Natural language region descriptions
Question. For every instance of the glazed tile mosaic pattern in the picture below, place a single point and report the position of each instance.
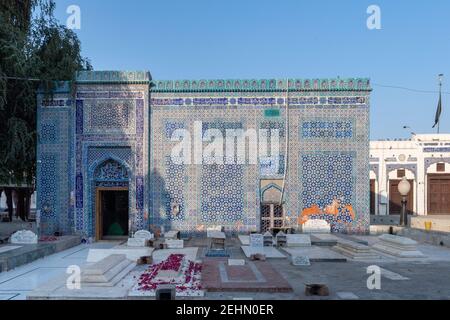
(116, 130)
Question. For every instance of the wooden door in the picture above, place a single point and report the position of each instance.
(395, 198)
(372, 196)
(439, 194)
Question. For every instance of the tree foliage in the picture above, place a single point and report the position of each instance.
(35, 52)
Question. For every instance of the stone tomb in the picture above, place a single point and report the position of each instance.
(256, 240)
(173, 234)
(298, 240)
(236, 262)
(268, 239)
(256, 246)
(354, 250)
(299, 260)
(316, 226)
(132, 253)
(174, 244)
(24, 237)
(259, 276)
(106, 272)
(140, 239)
(397, 246)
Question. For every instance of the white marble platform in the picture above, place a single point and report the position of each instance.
(298, 240)
(244, 239)
(8, 248)
(400, 247)
(160, 255)
(356, 251)
(132, 253)
(269, 252)
(315, 253)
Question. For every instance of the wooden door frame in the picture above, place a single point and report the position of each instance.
(98, 208)
(429, 177)
(411, 194)
(272, 210)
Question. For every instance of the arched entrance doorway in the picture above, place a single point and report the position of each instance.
(111, 181)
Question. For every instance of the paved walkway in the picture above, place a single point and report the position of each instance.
(426, 279)
(15, 284)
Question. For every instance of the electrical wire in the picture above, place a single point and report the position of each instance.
(286, 147)
(407, 89)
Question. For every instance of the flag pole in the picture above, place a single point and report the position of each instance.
(440, 91)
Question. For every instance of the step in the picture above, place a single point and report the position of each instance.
(102, 266)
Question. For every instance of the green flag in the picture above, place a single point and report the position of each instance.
(438, 111)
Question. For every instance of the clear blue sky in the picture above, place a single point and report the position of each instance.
(193, 39)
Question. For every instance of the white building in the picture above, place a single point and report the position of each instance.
(425, 161)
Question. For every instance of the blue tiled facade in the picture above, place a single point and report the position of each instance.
(115, 129)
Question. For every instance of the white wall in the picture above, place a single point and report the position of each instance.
(406, 153)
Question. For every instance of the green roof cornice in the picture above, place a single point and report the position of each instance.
(265, 85)
(119, 77)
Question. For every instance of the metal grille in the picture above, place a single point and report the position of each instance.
(272, 216)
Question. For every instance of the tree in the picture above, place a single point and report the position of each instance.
(35, 52)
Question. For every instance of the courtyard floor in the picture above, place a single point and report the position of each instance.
(426, 279)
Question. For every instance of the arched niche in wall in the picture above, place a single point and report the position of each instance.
(271, 193)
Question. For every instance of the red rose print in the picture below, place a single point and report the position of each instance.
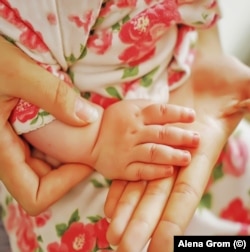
(79, 237)
(82, 22)
(236, 211)
(33, 40)
(51, 17)
(42, 218)
(100, 42)
(102, 101)
(24, 111)
(101, 228)
(56, 247)
(23, 226)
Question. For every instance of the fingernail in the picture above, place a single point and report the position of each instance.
(186, 156)
(85, 112)
(191, 113)
(196, 138)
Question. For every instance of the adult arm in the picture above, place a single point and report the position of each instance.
(20, 77)
(216, 89)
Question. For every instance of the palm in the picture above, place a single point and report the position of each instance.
(217, 82)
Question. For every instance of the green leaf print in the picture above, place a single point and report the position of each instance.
(39, 249)
(2, 212)
(130, 72)
(116, 27)
(8, 200)
(206, 201)
(71, 58)
(217, 172)
(39, 238)
(98, 22)
(113, 92)
(61, 228)
(97, 183)
(74, 217)
(34, 121)
(126, 19)
(147, 79)
(43, 113)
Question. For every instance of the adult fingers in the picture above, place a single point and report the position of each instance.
(160, 154)
(168, 135)
(146, 216)
(167, 113)
(27, 80)
(185, 196)
(125, 206)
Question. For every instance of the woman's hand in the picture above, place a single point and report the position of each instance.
(20, 77)
(163, 208)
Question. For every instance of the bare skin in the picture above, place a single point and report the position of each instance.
(219, 92)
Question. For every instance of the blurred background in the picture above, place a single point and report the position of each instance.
(235, 28)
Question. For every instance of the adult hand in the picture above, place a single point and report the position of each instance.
(163, 208)
(20, 77)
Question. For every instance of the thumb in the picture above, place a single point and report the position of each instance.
(27, 80)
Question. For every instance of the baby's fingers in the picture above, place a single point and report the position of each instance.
(167, 113)
(169, 135)
(144, 171)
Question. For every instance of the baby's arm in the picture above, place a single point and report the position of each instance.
(130, 141)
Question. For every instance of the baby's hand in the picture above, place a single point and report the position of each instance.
(138, 141)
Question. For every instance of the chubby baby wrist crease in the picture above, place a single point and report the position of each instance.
(85, 112)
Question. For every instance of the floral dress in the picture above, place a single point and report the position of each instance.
(108, 51)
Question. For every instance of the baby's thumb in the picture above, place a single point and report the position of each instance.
(59, 99)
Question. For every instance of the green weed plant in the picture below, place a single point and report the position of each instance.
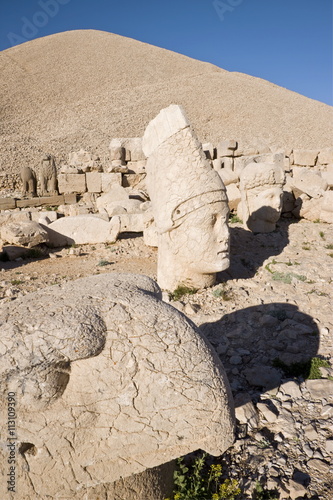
(197, 481)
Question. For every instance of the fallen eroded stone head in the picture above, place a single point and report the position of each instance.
(107, 380)
(261, 186)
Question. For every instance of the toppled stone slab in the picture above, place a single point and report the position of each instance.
(131, 223)
(28, 233)
(72, 183)
(309, 183)
(82, 229)
(325, 156)
(326, 212)
(306, 157)
(124, 381)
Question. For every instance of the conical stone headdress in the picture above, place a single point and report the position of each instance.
(179, 177)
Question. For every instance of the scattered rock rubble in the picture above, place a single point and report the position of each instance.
(275, 301)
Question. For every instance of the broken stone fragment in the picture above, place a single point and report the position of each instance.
(110, 381)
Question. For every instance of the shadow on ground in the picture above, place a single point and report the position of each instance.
(262, 345)
(248, 250)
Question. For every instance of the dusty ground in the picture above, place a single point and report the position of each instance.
(275, 301)
(79, 89)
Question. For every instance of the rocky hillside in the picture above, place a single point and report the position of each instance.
(81, 88)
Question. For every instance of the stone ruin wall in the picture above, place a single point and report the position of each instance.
(85, 173)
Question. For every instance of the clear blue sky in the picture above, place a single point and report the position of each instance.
(288, 42)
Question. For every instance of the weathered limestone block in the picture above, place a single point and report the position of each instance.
(117, 153)
(131, 223)
(234, 196)
(44, 217)
(109, 381)
(189, 204)
(68, 169)
(83, 229)
(228, 176)
(306, 157)
(109, 180)
(23, 233)
(307, 208)
(261, 186)
(132, 145)
(129, 206)
(240, 163)
(288, 200)
(94, 182)
(328, 177)
(114, 197)
(29, 181)
(226, 148)
(208, 149)
(309, 183)
(277, 158)
(134, 180)
(217, 164)
(18, 217)
(72, 183)
(83, 159)
(168, 122)
(325, 156)
(150, 235)
(245, 150)
(326, 212)
(137, 167)
(227, 163)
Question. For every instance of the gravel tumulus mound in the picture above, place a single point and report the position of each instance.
(81, 88)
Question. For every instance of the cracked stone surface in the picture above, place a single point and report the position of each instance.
(108, 381)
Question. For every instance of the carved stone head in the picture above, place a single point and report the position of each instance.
(189, 203)
(261, 186)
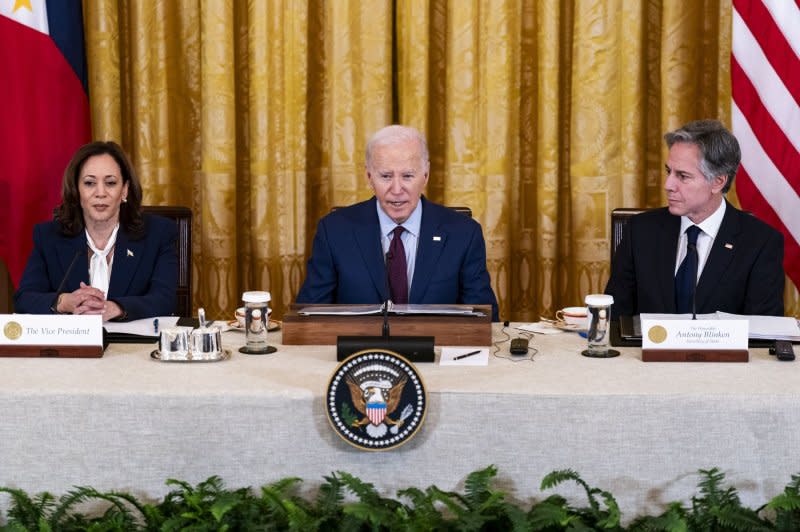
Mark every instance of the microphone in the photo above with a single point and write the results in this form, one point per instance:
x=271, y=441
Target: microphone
x=692, y=248
x=388, y=299
x=414, y=348
x=60, y=289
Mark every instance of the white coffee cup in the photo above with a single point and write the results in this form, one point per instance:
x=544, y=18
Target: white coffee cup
x=572, y=315
x=240, y=312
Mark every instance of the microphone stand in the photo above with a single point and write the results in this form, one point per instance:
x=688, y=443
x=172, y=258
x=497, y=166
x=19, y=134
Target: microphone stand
x=692, y=248
x=388, y=299
x=414, y=348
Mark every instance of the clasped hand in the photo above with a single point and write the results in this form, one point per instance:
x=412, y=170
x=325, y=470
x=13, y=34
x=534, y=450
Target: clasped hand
x=88, y=300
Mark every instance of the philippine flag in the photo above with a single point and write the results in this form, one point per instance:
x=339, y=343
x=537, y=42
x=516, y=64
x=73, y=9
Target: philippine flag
x=44, y=115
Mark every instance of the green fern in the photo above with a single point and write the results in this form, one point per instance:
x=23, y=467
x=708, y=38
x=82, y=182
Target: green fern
x=28, y=512
x=593, y=516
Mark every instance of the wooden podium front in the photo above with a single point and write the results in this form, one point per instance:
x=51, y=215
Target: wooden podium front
x=449, y=329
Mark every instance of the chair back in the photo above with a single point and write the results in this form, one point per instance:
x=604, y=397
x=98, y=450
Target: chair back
x=183, y=218
x=620, y=217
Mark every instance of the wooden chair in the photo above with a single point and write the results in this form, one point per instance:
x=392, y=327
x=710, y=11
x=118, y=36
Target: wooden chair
x=183, y=217
x=620, y=217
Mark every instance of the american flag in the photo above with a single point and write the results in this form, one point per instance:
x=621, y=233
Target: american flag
x=765, y=111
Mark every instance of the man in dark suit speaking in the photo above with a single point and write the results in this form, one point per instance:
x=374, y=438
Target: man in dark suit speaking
x=398, y=240
x=699, y=243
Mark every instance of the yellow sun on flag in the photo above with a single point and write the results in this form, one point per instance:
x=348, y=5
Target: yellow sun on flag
x=22, y=3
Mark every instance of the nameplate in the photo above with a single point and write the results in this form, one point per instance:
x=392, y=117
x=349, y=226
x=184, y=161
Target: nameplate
x=60, y=335
x=665, y=340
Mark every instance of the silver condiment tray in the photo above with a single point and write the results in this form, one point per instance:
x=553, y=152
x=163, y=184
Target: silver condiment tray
x=225, y=354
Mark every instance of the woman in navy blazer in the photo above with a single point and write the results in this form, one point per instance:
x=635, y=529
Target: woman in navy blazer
x=100, y=254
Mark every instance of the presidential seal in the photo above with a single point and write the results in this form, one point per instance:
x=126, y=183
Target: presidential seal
x=12, y=330
x=657, y=334
x=376, y=400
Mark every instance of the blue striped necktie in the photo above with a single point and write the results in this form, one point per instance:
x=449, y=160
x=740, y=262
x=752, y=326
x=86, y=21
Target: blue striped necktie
x=686, y=276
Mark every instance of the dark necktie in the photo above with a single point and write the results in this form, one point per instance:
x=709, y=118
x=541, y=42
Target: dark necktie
x=396, y=265
x=686, y=277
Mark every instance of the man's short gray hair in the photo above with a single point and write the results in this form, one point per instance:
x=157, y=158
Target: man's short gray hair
x=395, y=134
x=719, y=150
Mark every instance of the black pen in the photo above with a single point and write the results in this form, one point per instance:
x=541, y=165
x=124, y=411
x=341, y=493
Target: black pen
x=465, y=355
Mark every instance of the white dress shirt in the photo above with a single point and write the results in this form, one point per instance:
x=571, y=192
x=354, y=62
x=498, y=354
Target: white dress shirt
x=410, y=236
x=708, y=232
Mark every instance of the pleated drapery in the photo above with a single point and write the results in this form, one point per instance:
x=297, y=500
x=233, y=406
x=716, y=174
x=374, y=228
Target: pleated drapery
x=541, y=115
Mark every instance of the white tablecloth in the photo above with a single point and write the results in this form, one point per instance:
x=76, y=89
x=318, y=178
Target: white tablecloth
x=639, y=430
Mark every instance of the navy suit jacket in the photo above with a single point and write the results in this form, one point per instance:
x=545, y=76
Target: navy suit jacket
x=743, y=273
x=144, y=275
x=347, y=263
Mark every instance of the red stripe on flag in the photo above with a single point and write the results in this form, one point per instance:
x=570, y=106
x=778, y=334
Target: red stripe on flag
x=752, y=200
x=775, y=47
x=45, y=118
x=770, y=136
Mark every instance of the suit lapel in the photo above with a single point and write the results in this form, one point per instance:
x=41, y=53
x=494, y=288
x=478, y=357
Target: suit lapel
x=720, y=256
x=665, y=265
x=127, y=254
x=70, y=249
x=368, y=239
x=430, y=244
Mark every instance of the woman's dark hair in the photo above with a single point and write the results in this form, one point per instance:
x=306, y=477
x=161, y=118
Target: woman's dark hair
x=70, y=214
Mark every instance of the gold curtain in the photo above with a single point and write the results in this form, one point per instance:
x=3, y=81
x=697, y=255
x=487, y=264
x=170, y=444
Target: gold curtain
x=542, y=116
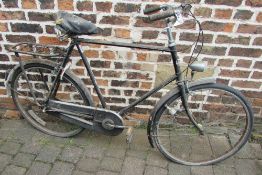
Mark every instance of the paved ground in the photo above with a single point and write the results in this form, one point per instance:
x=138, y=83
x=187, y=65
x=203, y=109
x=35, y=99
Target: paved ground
x=24, y=150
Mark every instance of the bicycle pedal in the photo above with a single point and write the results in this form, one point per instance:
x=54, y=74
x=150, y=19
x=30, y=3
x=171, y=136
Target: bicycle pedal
x=129, y=135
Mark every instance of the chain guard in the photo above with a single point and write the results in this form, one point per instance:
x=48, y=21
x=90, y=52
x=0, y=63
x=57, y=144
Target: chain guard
x=104, y=117
x=98, y=117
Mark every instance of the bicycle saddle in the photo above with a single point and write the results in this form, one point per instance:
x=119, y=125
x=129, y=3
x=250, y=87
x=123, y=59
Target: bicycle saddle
x=74, y=25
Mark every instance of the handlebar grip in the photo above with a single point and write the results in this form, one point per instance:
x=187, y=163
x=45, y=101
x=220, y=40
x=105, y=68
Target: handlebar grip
x=162, y=15
x=152, y=9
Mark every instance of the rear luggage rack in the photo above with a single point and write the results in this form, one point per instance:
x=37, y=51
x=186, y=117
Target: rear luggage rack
x=37, y=50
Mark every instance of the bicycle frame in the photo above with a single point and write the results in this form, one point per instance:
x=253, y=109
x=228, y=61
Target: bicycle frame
x=171, y=49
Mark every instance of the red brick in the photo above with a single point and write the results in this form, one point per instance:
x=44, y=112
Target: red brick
x=223, y=13
x=243, y=14
x=193, y=37
x=65, y=5
x=46, y=4
x=36, y=16
x=203, y=12
x=259, y=17
x=217, y=26
x=254, y=3
x=258, y=65
x=127, y=8
x=29, y=4
x=213, y=50
x=115, y=20
x=20, y=38
x=257, y=75
x=91, y=53
x=122, y=33
x=257, y=102
x=225, y=62
x=108, y=54
x=252, y=29
x=245, y=52
x=110, y=73
x=29, y=28
x=224, y=2
x=9, y=15
x=104, y=6
x=258, y=41
x=50, y=40
x=246, y=84
x=12, y=114
x=146, y=85
x=79, y=71
x=244, y=63
x=143, y=22
x=3, y=27
x=150, y=34
x=10, y=3
x=233, y=40
x=84, y=5
x=234, y=73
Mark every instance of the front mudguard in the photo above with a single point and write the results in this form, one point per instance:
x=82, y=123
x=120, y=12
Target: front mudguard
x=165, y=98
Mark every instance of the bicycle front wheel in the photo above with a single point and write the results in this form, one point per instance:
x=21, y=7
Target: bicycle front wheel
x=221, y=111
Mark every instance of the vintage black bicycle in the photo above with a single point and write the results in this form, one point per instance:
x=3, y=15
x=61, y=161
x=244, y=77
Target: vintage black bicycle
x=196, y=123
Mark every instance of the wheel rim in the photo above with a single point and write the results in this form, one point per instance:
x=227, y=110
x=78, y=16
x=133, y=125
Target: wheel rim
x=193, y=149
x=54, y=125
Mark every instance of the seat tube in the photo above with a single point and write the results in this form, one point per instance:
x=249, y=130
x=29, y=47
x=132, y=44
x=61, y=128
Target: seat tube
x=172, y=47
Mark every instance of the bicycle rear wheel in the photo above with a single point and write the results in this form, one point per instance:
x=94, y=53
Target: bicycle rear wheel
x=41, y=76
x=223, y=113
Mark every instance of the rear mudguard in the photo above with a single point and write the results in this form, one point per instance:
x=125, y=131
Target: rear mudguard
x=165, y=98
x=68, y=72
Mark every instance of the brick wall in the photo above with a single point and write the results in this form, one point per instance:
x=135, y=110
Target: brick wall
x=233, y=39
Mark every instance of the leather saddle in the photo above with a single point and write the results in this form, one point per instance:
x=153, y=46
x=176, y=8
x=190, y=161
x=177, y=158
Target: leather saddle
x=74, y=25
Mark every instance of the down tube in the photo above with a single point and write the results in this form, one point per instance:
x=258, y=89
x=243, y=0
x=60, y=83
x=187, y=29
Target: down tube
x=148, y=94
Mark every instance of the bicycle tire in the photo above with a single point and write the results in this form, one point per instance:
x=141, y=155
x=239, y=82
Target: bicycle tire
x=178, y=150
x=49, y=67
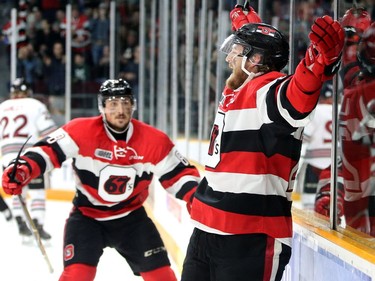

**EXERCISE GOAL**
Would you copy out exactly the lines above that start at the one containing "Target: bicycle pedal" and end at the one containing "x=105, y=68", inclusive?

**THE ANSWER**
Target: bicycle pedal
x=129, y=135
Mark every instance of the chain guard in the photo above with a single point and write the results in this form, one point per instance:
x=48, y=21
x=90, y=52
x=0, y=63
x=57, y=144
Target: chain guard
x=104, y=117
x=98, y=117
Mark every instance of the bicycle saddle in the photo above with a single point and write the results in this form, one point per instance:
x=119, y=125
x=129, y=3
x=250, y=87
x=123, y=59
Target: bicycle saddle
x=74, y=25
Mark every instance of the handlebar grip in the photo above with a single point and write the results in this form, one point per instance:
x=187, y=163
x=45, y=101
x=220, y=40
x=105, y=68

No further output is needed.